Ein neuer Fallbericht zeigt, dass zwei zuvor gesunde Männer kurz nach der Installation eines 5G-Mobilfunkmastes auf dem Dach ihres Büros rasch typische Symptome des “Mikrowellensyndroms” entwickelten.

Laut dem Bericht, der am 4. Februar in den Annals of Clinical Case Reports veröffentlicht wurde, litten die Männer unter Kopfschmerzen, Gelenkschmerzen, Tinnitus, abnormaler Müdigkeit, Schlafstörungen, brennender Haut, Angstzuständen und Konzentrationsschwierigkeiten.

Die Befunde decken sich mit den Resultaten eines ähnlichen Fallberichts, der letzten Monat in den Annals of Case Reports veröffentlicht wurde – und der zuvor in der schwedischen Zeitschrift Medicinsk erschienen war – die zeigen, dass ein zuvor gesunder Mann und eine Frau ähnliche Symptome des Mikrowellensyndroms entwickelten, kurz nachdem ein 5G-Mast auf dem Dach ihrer Wohnung installiert wurde.

Beide Berichte zeigen, dass die nicht-ionisierende Strahlung von 5G – die weit unter den behördlich zulässigen Werten liegt – bei Personen, die in der Vergangenheit keine elektromagnetische Empfindlichkeit (EMS) aufwiesen, gesundheitliche Probleme verursachen kann.

Die beiden Berichte scheinen die weltweit ersten Studien über die gesundheitlichen Auswirkungen der 5G-Exposition auf den Menschen zu sein, so die Autoren.

Der Hauptautor der Fallberichte, Dr. Lennart Hardell – ein weltweit führender Wissenschaftler auf dem Gebiet der Krebsrisiken durch Strahlung – bezeichnete die beiden Berichte als “bahnbrechend“, da sie als “erste Warnung vor einer Gesundheitsgefahr” dienen.

“Dies könnte bei 5G der Fall sein, und diese Ergebnisse müssen ernst genommen werden”, sagte er.

“Die Menschen sollten ihre Häuser wegen 5G nicht verlassen müssen”, sagte Hardell, ein Onkologe und Epidemiologe bei der Environment and Cancer Research Foundation, der mehr als 100 Arbeiten über nichtionisierende Strahlung verfasst hat.

Nur die “Spitze des Eisbergs”

Hardell erklärte gegenüber The Defender, dass die beiden Fallstudien wahrscheinlich nur “die Spitze des Eisbergs” sind, wenn es um die Auswirkungen von 5G auf die Gesundheit der Menschen geht.

Da die gesundheitlichen Auswirkungen von 5G nicht erforscht sind, so Hardell, wissen wir nicht, wie viele Menschen durch 5G krank werden.

Vorliegende Datensätze:
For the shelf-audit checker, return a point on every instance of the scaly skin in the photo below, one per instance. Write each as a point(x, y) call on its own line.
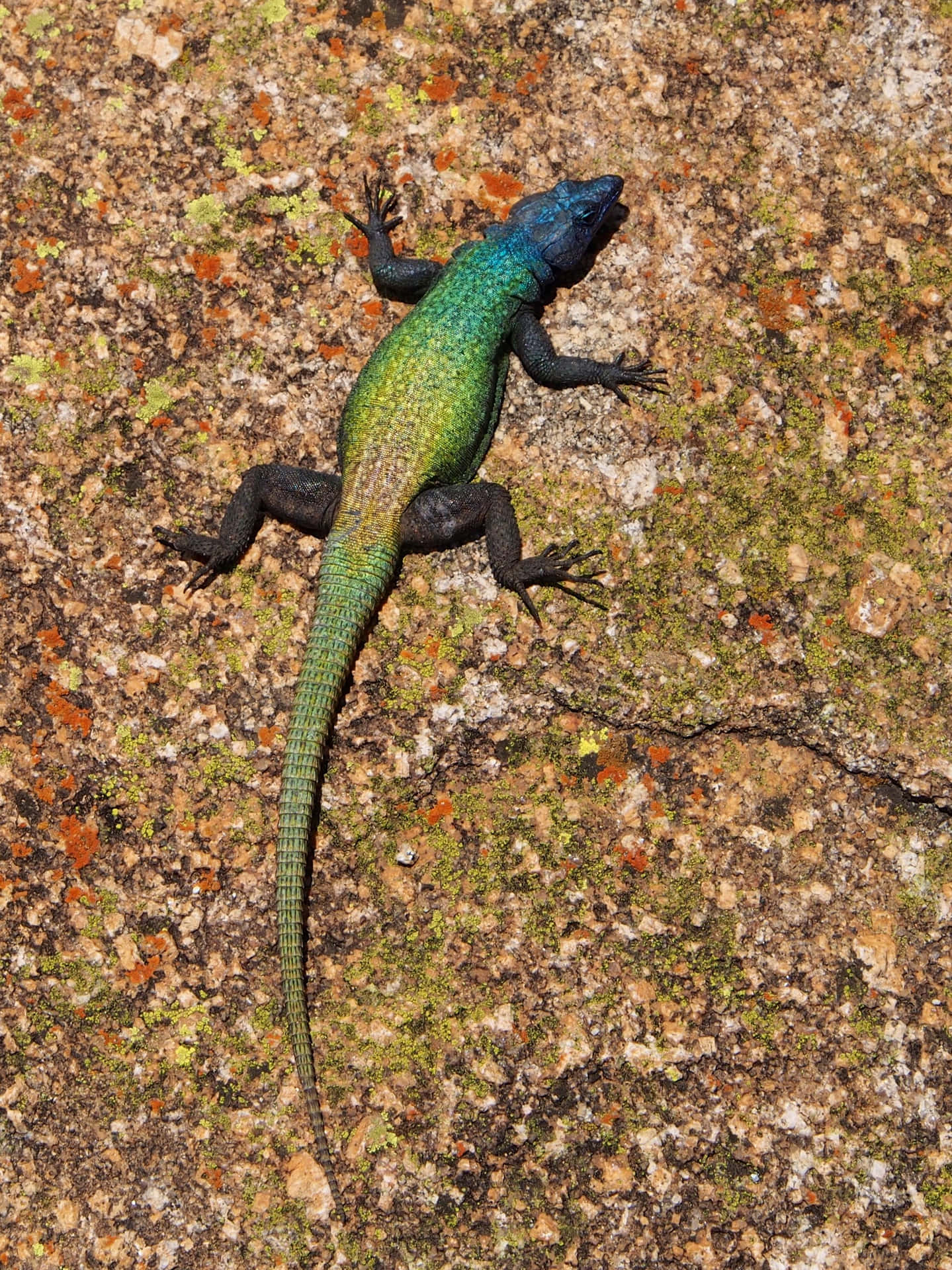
point(412, 436)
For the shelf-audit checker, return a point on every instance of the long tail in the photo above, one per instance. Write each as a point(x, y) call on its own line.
point(354, 581)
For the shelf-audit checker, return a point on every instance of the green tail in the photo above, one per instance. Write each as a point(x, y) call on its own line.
point(354, 581)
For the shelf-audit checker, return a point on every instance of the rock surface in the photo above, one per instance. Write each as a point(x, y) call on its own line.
point(628, 935)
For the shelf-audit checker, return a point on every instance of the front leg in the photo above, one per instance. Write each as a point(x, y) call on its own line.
point(394, 276)
point(534, 349)
point(451, 515)
point(298, 495)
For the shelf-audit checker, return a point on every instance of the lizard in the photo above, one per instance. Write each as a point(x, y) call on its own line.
point(412, 436)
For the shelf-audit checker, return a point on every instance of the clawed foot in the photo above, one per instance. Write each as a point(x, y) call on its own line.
point(197, 546)
point(553, 568)
point(379, 207)
point(640, 375)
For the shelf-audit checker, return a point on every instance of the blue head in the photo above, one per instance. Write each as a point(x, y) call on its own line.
point(556, 229)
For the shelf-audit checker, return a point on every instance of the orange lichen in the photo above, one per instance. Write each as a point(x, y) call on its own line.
point(17, 106)
point(26, 276)
point(501, 185)
point(440, 88)
point(444, 807)
point(261, 110)
point(80, 841)
point(60, 708)
point(143, 972)
point(783, 306)
point(44, 790)
point(612, 773)
point(206, 267)
point(634, 857)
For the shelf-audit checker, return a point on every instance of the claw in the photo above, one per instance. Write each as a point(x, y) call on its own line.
point(640, 375)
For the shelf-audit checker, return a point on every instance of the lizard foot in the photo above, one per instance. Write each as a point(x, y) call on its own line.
point(215, 556)
point(379, 207)
point(553, 568)
point(640, 375)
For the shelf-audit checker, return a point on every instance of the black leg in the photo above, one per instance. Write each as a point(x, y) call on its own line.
point(298, 495)
point(451, 515)
point(394, 276)
point(534, 349)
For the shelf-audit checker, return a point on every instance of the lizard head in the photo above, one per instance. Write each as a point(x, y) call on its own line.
point(557, 228)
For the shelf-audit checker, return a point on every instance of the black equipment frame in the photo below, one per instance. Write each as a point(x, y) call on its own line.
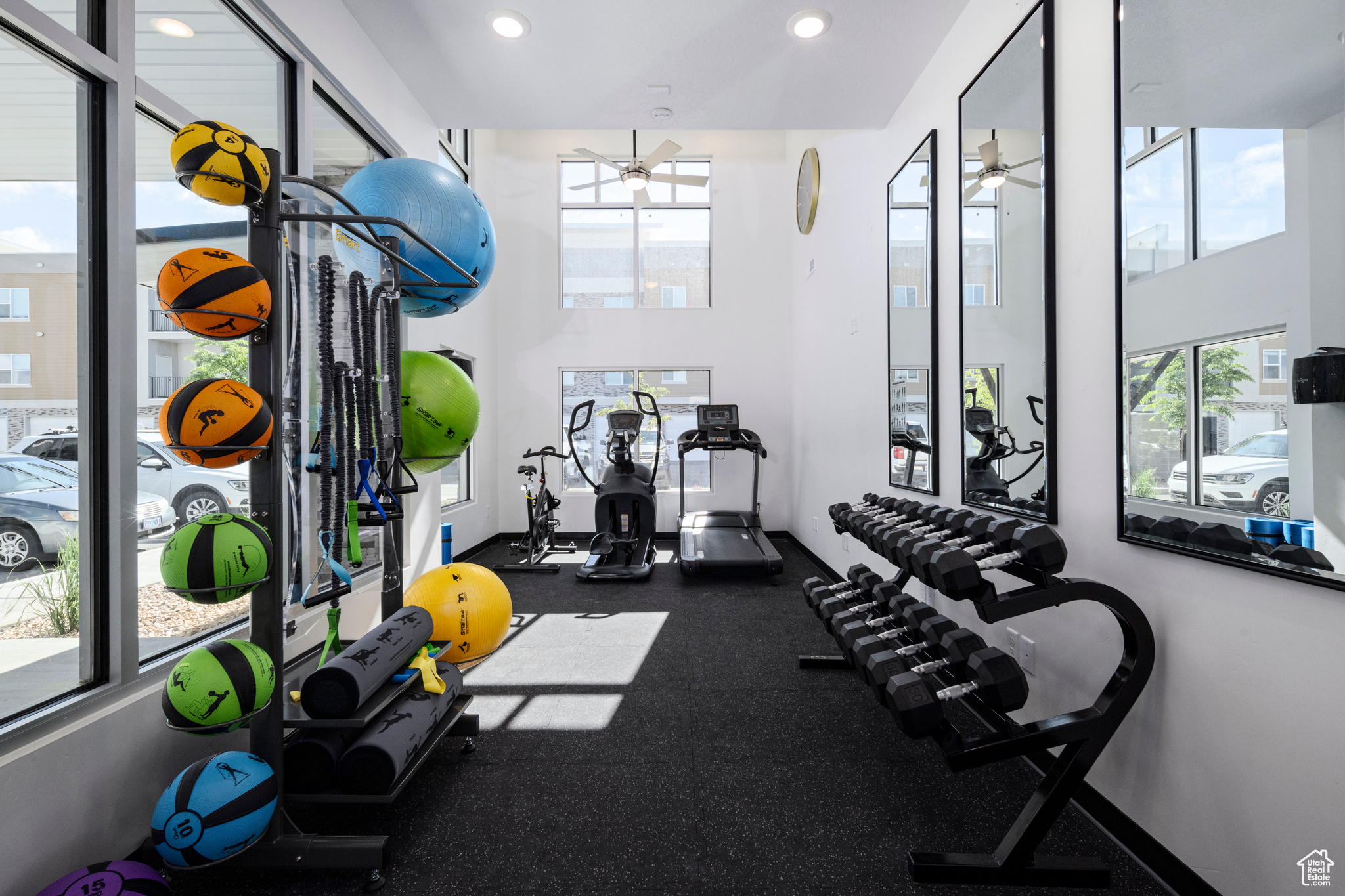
point(284, 845)
point(1048, 263)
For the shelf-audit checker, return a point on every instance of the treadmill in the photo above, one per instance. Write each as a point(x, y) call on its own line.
point(722, 539)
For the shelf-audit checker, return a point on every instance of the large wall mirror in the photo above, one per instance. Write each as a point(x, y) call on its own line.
point(1007, 277)
point(1232, 205)
point(912, 323)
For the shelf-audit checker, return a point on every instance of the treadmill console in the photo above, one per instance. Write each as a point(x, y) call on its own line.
point(718, 422)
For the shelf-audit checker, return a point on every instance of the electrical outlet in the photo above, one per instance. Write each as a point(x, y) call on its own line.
point(1028, 656)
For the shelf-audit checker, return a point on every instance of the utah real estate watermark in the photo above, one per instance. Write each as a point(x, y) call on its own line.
point(1315, 868)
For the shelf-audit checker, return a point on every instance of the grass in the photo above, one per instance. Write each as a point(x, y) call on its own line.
point(57, 594)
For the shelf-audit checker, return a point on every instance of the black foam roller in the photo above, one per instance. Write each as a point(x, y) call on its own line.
point(311, 759)
point(378, 756)
point(337, 688)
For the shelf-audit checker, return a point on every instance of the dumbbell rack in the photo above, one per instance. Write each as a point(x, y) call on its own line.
point(1083, 734)
point(272, 349)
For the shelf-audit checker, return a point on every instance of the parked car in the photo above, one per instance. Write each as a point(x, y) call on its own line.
point(1252, 476)
point(194, 490)
point(39, 509)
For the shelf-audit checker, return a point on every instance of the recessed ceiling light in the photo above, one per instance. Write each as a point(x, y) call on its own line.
point(508, 23)
point(810, 23)
point(173, 27)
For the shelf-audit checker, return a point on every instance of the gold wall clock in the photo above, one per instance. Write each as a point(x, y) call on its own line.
point(810, 181)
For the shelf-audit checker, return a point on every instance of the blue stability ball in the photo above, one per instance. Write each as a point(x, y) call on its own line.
point(444, 211)
point(214, 809)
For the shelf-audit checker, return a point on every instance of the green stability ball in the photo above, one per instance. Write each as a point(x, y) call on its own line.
point(217, 685)
point(217, 551)
point(440, 412)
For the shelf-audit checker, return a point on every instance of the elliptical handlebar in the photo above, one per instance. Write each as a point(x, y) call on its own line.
point(588, 416)
point(658, 422)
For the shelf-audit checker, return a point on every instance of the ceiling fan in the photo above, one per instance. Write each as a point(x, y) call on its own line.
point(994, 172)
point(638, 174)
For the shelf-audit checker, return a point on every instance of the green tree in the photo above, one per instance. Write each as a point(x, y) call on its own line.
point(219, 360)
point(1220, 372)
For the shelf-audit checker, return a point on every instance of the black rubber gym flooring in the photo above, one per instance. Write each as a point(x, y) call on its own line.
point(724, 769)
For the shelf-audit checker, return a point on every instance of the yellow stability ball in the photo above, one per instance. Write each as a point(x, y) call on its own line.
point(471, 609)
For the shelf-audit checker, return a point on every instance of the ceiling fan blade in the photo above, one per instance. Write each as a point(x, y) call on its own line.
point(686, 181)
point(596, 183)
point(989, 154)
point(590, 154)
point(666, 151)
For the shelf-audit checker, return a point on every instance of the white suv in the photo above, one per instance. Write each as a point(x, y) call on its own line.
point(1252, 476)
point(194, 490)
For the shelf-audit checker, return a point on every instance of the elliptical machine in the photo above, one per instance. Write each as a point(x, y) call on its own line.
point(541, 521)
point(626, 511)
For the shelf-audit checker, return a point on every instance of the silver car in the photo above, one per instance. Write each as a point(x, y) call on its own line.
point(39, 509)
point(194, 490)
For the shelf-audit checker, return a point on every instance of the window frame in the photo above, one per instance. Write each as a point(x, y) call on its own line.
point(635, 230)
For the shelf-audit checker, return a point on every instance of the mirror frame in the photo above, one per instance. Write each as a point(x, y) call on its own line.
point(1122, 385)
point(1048, 261)
point(931, 301)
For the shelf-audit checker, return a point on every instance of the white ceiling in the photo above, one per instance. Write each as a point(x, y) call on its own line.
point(730, 64)
point(1232, 64)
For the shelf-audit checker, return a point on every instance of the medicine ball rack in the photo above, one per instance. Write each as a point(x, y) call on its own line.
point(1083, 734)
point(284, 845)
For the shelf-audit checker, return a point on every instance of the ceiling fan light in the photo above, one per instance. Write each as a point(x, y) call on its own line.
point(508, 23)
point(173, 27)
point(808, 24)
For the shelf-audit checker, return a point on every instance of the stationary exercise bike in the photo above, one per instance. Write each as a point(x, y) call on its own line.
point(541, 521)
point(625, 513)
point(982, 477)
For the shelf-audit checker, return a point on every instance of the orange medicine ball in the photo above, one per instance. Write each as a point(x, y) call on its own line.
point(218, 282)
point(208, 414)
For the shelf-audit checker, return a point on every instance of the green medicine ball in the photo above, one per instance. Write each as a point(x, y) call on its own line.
point(218, 684)
point(215, 551)
point(440, 412)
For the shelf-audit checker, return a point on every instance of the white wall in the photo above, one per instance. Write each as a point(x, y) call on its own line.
point(740, 336)
point(1228, 757)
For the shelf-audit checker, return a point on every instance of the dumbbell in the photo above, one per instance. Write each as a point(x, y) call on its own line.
point(992, 675)
point(865, 647)
point(816, 582)
point(953, 653)
point(929, 515)
point(862, 584)
point(984, 532)
point(957, 571)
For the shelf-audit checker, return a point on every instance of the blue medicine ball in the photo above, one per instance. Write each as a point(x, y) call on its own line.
point(214, 809)
point(443, 210)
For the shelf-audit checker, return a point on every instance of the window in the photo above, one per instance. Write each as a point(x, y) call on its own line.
point(1273, 364)
point(1156, 211)
point(617, 257)
point(14, 304)
point(677, 394)
point(15, 370)
point(1242, 186)
point(979, 253)
point(51, 640)
point(904, 296)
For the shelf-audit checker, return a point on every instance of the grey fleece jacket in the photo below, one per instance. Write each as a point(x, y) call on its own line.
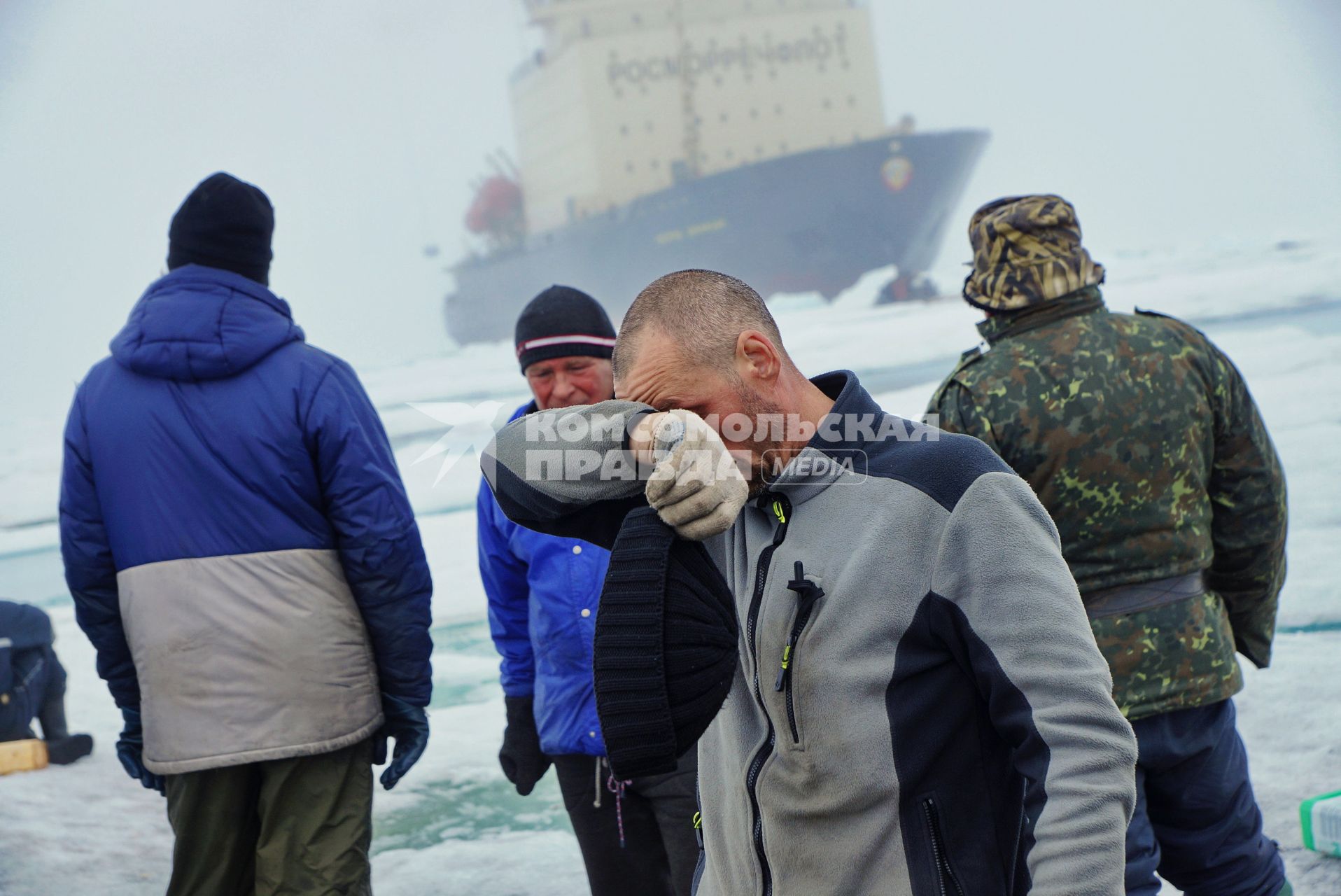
point(943, 723)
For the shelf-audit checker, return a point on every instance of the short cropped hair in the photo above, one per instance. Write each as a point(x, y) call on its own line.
point(704, 312)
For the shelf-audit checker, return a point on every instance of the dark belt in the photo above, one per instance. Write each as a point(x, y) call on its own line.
point(1144, 596)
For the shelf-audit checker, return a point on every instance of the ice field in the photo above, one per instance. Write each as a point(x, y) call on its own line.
point(455, 825)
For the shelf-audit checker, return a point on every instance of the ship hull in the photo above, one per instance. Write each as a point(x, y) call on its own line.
point(810, 222)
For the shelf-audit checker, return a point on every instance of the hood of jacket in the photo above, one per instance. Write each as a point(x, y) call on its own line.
point(203, 323)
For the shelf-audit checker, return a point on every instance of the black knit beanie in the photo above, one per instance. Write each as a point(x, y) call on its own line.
point(667, 643)
point(561, 322)
point(224, 223)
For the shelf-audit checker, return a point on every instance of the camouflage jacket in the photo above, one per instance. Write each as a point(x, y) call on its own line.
point(1143, 442)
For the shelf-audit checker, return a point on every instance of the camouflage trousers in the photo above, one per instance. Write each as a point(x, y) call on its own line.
point(282, 828)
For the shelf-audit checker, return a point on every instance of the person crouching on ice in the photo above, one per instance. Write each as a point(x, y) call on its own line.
point(543, 592)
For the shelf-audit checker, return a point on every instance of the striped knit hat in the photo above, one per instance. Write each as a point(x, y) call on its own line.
point(561, 322)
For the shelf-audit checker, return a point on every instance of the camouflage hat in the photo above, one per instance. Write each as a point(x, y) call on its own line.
point(1026, 250)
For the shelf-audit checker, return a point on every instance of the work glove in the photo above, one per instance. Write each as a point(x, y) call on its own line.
point(696, 486)
point(130, 750)
point(408, 724)
point(522, 760)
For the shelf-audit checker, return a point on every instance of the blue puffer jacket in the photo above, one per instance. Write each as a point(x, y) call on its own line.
point(543, 594)
point(237, 536)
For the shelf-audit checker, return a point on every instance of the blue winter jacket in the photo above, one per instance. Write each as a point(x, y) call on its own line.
point(237, 536)
point(543, 594)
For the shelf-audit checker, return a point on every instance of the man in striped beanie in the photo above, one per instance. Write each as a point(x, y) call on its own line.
point(636, 836)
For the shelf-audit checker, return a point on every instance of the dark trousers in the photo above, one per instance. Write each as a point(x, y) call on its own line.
point(285, 828)
point(660, 847)
point(39, 691)
point(1197, 821)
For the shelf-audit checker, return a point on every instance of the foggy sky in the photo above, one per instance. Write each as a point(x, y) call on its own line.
point(1167, 124)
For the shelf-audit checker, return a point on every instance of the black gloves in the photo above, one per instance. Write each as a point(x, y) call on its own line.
point(130, 749)
point(521, 757)
point(408, 724)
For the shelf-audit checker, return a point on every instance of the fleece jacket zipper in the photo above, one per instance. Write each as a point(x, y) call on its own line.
point(808, 593)
point(944, 874)
point(781, 510)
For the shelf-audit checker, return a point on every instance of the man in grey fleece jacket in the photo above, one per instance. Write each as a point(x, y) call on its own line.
point(920, 707)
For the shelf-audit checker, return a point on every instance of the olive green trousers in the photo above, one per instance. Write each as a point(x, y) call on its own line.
point(282, 828)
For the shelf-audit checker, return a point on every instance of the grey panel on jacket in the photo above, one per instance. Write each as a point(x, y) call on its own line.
point(248, 657)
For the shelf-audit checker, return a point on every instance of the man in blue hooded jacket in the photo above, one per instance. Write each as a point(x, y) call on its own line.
point(636, 836)
point(244, 560)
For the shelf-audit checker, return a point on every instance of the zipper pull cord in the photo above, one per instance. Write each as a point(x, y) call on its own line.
point(617, 789)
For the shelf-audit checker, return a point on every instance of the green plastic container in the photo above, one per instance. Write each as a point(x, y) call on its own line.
point(1321, 820)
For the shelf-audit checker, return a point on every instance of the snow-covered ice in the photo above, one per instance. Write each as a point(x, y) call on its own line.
point(455, 825)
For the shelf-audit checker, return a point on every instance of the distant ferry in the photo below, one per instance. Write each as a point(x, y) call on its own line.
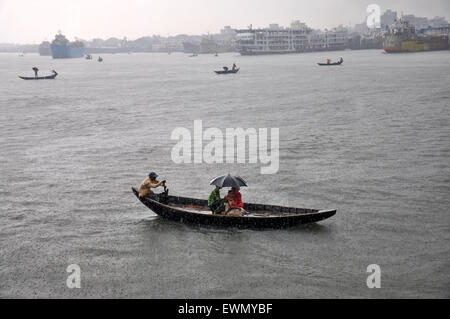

Arbeitsauftrag: Gib aus dem Text über die 5G-Fallberichte den Abschnitt von „Die Befunde decken“ bis „Wohnung installiert wurde.“ wortgetreu aus.

Erwartete Antwort:
Die Befunde decken sich mit den Resultaten eines ähnlichen Fallberichts, der letzten Monat in den Annals of Case Reports veröffentlicht wurde – und der zuvor in der schwedischen Zeitschrift Medicinsk erschienen war – die zeigen, dass ein zuvor gesunder Mann und eine Frau ähnliche Symptome des Mikrowellensyndroms entwickelten, kurz nachdem ein 5G-Mast auf dem Dach ihrer Wohnung installiert wurde.